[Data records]
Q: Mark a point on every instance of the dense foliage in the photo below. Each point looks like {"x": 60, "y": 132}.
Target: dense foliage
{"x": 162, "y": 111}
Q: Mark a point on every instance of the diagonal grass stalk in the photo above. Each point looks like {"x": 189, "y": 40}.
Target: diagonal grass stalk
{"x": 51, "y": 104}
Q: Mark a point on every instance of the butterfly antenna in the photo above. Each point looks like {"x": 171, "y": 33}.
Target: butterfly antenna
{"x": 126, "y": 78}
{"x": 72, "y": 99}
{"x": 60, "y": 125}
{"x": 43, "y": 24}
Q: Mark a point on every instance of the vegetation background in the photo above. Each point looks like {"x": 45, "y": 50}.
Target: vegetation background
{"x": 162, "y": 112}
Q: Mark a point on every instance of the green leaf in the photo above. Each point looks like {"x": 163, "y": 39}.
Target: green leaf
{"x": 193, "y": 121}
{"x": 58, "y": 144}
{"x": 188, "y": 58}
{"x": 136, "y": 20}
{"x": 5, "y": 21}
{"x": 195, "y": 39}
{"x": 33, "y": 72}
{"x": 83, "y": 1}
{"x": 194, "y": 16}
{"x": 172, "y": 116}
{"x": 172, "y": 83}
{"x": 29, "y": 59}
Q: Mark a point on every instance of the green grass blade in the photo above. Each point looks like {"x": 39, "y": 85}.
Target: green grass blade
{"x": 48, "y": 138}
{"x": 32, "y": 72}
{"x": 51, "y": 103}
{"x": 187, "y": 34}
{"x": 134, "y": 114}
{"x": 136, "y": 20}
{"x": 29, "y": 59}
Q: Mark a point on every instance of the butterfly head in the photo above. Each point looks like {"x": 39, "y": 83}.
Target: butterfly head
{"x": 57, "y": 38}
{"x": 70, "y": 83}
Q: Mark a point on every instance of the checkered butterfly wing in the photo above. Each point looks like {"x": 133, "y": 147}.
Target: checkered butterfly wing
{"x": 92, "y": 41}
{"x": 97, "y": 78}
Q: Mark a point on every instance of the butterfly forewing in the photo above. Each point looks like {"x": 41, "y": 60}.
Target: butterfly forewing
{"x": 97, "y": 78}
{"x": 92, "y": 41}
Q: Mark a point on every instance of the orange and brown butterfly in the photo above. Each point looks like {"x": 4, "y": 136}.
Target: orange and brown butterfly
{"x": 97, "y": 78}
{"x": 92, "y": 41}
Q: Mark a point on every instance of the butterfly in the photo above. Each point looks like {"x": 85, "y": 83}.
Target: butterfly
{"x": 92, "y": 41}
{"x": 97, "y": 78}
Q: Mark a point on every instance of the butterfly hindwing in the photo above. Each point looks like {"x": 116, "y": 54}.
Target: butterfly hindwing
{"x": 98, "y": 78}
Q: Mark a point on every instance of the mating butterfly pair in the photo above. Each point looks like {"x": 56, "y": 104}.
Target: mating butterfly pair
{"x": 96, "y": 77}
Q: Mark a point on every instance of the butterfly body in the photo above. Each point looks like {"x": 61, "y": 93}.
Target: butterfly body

→ **WORK REQUIRED**
The full set of records above is to be printed again verbatim.

→ **EXERCISE RESULT**
Q: Mark a point on every instance of the dense foliage in the photo below. Each point looks like {"x": 60, "y": 132}.
Target: dense foliage
{"x": 162, "y": 111}
Q: Mark a point on every instance of the diagonal grass stalk in the photo above. Each point looks like {"x": 189, "y": 40}.
Target: diagonal grass stalk
{"x": 51, "y": 104}
Q: Mark a point on every instance of the butterfly antenna in the photo above. Each point looks like {"x": 171, "y": 33}.
Target: butterfly antenna
{"x": 126, "y": 78}
{"x": 72, "y": 99}
{"x": 60, "y": 125}
{"x": 43, "y": 24}
Q: Mark a point on every instance of the vegetation background in the photo above. Each point looks like {"x": 45, "y": 50}.
Target: vegetation background
{"x": 162, "y": 112}
Q: Mark a point on every instance of the green leaf in the photo above. Each point looks like {"x": 163, "y": 39}.
Target: green leaf
{"x": 193, "y": 121}
{"x": 58, "y": 144}
{"x": 188, "y": 58}
{"x": 136, "y": 20}
{"x": 5, "y": 21}
{"x": 195, "y": 39}
{"x": 33, "y": 72}
{"x": 83, "y": 1}
{"x": 194, "y": 16}
{"x": 172, "y": 116}
{"x": 172, "y": 83}
{"x": 29, "y": 59}
Q: Mark a point on every instance of the green grass blade in the photo above. Each point looks like {"x": 39, "y": 85}.
Target: green grass blade
{"x": 48, "y": 138}
{"x": 32, "y": 72}
{"x": 51, "y": 103}
{"x": 187, "y": 34}
{"x": 134, "y": 114}
{"x": 136, "y": 20}
{"x": 29, "y": 59}
Q: Mark a point on every instance of the butterfly head in the photo above. Each point looks like {"x": 39, "y": 83}.
Target: butterfly head
{"x": 57, "y": 38}
{"x": 70, "y": 83}
Q: Mark a point on every instance of the checkered butterfly wing in the photo above. Each point looks like {"x": 133, "y": 147}.
Target: checkered butterfly wing
{"x": 92, "y": 41}
{"x": 97, "y": 78}
Q: Mark a point on every instance of the butterfly forewing in the photo above. Each point looks like {"x": 41, "y": 60}.
Target: butterfly forewing
{"x": 97, "y": 78}
{"x": 92, "y": 41}
Q: Mark a point on every instance of the orange and brown butterfly in the photo above. Each point looks like {"x": 4, "y": 136}.
Target: orange and brown butterfly
{"x": 97, "y": 78}
{"x": 92, "y": 41}
Q: Mark a point on every instance of the butterfly in the photo above. Each point looks like {"x": 85, "y": 83}.
Target: butterfly
{"x": 92, "y": 41}
{"x": 97, "y": 78}
Q: Mark a point on every instance of the butterfly hindwing in the photo above. Each point looks like {"x": 116, "y": 54}.
Target: butterfly hindwing
{"x": 98, "y": 78}
Q: Mark a point on every instance of the mating butterfly pair in the photo above. Each point looks like {"x": 56, "y": 104}.
Target: mating butterfly pair
{"x": 96, "y": 77}
Q: Mark a point on every instance of the butterfly body in the photo above. Each point looks like {"x": 61, "y": 93}.
Target: butterfly body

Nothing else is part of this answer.